» **Work order**
Extract the full set of records that follows, word for word.

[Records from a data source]

________________

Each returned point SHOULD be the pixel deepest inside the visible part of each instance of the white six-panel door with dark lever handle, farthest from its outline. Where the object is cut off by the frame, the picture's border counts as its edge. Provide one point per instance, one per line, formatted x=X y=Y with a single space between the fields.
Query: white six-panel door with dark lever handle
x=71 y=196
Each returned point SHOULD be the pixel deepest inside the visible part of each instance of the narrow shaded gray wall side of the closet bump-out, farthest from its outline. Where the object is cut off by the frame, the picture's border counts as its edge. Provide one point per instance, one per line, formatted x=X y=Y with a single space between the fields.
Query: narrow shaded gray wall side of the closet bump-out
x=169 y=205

________________

» **Solved problem**
Each returned point SHOULD be the pixel deepest inside the visible part of each instance of the white six-panel door with dark lever handle, farthest from its outline. Where the object is cut off by the frame, the picture's border counts as its edge. Provide one point per instance, one per line, formatted x=X y=Y with a single space between the fields.
Query: white six-panel door with dark lever handle
x=71 y=196
Each returned point SHOULD be the pixel deepest inside the visible part of each instance of the narrow shaded gray wall side of the closet bump-out, farthest from its outline. Where the object is cut off by the frame, the picture's border counts as its edge. Provide one point per instance, one per line, formatted x=X y=Y with a single space between the fields.
Query: narrow shaded gray wall side of the closet bump-out
x=169 y=205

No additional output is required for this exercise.